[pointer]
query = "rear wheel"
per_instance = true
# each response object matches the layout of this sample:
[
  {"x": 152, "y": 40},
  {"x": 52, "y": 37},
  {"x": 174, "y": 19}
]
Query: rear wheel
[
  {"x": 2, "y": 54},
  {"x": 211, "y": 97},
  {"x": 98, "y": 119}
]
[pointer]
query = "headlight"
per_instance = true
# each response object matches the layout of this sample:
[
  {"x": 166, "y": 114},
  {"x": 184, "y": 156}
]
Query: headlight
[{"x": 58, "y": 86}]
· · · ·
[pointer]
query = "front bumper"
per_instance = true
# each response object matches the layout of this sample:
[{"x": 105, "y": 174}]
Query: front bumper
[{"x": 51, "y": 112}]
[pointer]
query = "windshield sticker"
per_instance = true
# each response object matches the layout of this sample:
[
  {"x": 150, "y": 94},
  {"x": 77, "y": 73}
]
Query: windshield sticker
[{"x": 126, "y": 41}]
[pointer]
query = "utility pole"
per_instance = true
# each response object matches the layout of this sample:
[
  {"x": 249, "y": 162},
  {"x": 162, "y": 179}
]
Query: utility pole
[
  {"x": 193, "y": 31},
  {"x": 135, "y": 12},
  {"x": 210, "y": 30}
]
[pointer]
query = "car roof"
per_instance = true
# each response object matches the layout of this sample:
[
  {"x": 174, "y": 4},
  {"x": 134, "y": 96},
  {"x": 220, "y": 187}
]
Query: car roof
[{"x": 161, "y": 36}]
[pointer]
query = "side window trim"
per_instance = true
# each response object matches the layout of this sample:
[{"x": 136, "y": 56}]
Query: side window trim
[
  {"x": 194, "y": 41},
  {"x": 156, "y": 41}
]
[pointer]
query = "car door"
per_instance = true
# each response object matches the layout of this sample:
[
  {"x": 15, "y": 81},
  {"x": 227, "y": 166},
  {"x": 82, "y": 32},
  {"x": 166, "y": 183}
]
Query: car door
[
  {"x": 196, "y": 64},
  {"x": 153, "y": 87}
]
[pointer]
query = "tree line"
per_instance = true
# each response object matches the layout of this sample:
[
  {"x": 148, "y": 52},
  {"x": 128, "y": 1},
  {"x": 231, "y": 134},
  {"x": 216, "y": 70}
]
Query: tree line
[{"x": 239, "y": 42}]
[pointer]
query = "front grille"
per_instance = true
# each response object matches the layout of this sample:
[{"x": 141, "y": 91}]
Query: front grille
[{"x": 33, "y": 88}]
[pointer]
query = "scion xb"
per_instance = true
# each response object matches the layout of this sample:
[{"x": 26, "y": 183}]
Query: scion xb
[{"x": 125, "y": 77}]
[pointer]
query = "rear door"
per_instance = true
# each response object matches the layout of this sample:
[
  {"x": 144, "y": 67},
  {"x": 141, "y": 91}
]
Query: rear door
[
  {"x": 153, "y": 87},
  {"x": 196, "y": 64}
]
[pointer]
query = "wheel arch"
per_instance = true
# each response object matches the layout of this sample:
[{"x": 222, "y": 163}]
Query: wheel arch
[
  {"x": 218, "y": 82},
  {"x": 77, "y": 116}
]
· · · ·
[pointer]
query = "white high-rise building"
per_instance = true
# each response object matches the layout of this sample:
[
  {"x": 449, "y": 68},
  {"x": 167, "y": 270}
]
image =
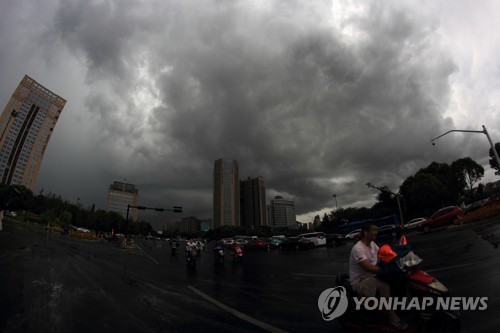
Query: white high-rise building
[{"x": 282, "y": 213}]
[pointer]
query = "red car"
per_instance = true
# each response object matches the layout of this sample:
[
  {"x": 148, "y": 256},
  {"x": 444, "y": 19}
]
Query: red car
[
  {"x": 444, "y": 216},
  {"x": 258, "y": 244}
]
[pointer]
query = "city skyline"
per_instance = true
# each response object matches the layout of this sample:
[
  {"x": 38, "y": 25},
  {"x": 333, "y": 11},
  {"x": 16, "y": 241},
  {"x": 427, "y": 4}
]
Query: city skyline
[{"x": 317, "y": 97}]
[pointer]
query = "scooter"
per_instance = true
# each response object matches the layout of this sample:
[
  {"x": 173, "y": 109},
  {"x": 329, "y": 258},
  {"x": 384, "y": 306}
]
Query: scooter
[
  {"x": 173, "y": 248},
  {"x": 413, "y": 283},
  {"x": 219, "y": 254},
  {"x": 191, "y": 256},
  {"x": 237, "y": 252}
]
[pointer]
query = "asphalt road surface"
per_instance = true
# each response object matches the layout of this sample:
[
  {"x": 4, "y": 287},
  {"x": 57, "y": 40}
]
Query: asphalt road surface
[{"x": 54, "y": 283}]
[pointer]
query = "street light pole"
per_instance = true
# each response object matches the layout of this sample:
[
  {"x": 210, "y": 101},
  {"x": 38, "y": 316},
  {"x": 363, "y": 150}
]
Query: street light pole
· · · ·
Your task: Filter the material above, keeping only the lines that contain the string "wheel", with case counting. Copy each matching line in full.

Task answer:
query = "rear wheel"
Query: rear wheel
query = "wheel arch"
Query: wheel arch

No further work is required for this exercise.